- To be done -
Reproduce the records word for word from the very beginning through the line that contains "[(333, 78), (391, 97), (349, 95), (435, 82), (388, 66)]", including that line.

--- begin Data shown ---

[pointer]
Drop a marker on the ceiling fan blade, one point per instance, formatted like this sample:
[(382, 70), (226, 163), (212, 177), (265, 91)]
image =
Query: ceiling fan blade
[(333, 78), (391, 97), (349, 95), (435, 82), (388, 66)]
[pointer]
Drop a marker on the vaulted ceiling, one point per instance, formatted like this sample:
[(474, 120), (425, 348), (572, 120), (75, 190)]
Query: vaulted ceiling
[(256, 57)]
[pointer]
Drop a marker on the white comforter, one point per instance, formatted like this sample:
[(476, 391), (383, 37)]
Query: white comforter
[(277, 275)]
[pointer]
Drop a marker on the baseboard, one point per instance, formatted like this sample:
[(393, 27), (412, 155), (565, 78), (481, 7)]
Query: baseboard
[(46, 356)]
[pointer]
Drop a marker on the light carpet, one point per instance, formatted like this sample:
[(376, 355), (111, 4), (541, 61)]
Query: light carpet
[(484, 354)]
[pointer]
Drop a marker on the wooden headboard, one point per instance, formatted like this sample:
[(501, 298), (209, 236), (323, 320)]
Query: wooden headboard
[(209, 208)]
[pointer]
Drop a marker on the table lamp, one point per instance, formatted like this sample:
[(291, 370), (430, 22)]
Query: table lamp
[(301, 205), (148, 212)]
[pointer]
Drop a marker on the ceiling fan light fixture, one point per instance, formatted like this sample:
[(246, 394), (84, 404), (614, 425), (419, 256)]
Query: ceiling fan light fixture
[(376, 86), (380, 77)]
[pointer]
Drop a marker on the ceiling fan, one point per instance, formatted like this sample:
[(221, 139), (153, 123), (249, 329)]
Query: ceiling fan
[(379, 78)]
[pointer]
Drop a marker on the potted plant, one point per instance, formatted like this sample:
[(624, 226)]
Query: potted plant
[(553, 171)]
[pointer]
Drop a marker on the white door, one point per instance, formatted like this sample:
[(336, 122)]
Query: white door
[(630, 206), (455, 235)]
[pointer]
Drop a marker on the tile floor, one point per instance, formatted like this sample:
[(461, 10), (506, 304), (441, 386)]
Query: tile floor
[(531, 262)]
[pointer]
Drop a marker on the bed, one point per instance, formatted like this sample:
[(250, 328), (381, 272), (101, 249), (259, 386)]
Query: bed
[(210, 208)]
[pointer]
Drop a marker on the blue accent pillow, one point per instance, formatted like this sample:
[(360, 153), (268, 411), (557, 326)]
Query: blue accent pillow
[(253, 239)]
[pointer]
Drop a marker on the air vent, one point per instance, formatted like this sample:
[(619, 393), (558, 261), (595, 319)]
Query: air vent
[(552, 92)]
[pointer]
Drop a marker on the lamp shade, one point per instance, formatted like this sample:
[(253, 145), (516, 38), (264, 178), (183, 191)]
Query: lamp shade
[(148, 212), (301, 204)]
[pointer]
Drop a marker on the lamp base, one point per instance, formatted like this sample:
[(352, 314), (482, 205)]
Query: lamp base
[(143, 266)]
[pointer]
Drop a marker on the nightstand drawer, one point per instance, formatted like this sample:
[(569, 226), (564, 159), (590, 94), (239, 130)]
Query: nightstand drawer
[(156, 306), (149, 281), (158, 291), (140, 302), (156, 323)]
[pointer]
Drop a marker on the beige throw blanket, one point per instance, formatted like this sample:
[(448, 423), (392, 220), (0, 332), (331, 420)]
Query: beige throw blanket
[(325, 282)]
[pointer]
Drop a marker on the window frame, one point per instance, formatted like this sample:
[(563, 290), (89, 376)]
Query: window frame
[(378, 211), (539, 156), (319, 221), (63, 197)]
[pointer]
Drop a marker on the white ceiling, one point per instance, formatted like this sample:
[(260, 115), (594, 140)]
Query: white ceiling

--- end Data shown ---

- Answer to this problem -
[pointer]
Drop a marker on the ceiling fan blade, one point per instance, formatted like this sample:
[(382, 70), (226, 163), (212, 177), (265, 91)]
image =
Query: ceiling fan blade
[(333, 78), (391, 97), (349, 95), (435, 82), (388, 66)]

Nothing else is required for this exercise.